**PASSAGE SHOWN:**
————
The darker side of this story is that there is evidence that the wrong light can actually damage your health. I spoke with Richard G. Stevens, PhD, a cancer epidemiologist at the University of Connecticut, who has been studying the rise in breast cancer rates that occurred along with industrialization. He told me that increasing use of artificial lighting during the nighttime hours might be disrupting workers’ circadian rhythms, possibly by suppressing melatonin production. Melatonin is produced by the body at night and is known to inhibit tumor formation — however, experts theorize that when the retina encounters light at night, production shuts down and cancer risk increases.

Researchers at the University of Haifa in Israel used satellite images to measure light at night in a variety of communities, finding that those with the highest levels also have the highest breast and prostate cancer rates. To check this theory, a comparison group — blind women unable to see light at night — was measured in four countries and, indeed, found to have 20% to 40% less cancer risk. Dr. Stevens told me that in 2007, after careful study, the International Agency for Research on Cancer identified overnight shift work as a probable carcinogen and he predicts that we will begin seeing more studies focused specifically on the cancer risks of “light at night.”
————
Region pointing data

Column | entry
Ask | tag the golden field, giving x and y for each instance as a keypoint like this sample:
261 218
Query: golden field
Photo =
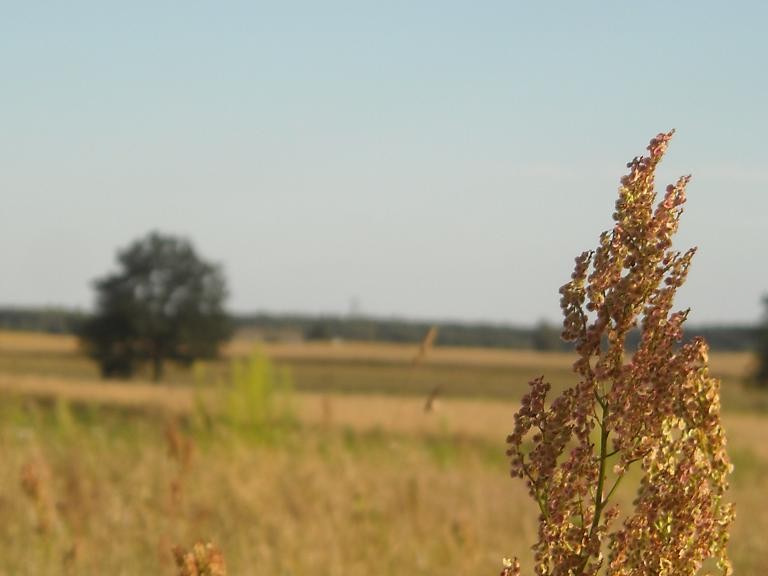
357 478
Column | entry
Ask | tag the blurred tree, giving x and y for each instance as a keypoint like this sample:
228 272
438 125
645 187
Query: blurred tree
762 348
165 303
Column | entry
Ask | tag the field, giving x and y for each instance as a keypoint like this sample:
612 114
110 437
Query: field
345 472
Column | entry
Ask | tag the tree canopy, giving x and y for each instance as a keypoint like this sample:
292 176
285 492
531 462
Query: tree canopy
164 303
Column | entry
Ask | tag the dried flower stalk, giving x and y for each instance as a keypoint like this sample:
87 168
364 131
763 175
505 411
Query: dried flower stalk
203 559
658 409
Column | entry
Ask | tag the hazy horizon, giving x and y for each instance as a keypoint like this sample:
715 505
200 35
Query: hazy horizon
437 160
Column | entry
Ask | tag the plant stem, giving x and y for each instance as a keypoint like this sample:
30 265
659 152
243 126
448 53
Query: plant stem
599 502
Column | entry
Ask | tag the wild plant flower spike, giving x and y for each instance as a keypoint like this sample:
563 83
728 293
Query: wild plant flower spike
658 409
————
**DIRECTIONS:**
Update the passage on nighttime light and cancer risk by replacing "circadian rhythms" with "sleep-wake cycles", and write it out again starting with "The darker side" and going on through "cancer risk increases.".

**ANSWER SECTION:**
The darker side of this story is that there is evidence that the wrong light can actually damage your health. I spoke with Richard G. Stevens, PhD, a cancer epidemiologist at the University of Connecticut, who has been studying the rise in breast cancer rates that occurred along with industrialization. He told me that increasing use of artificial lighting during the nighttime hours might be disrupting workers’ sleep-wake cycles, possibly by suppressing melatonin production. Melatonin is produced by the body at night and is known to inhibit tumor formation — however, experts theorize that when the retina encounters light at night, production shuts down and cancer risk increases.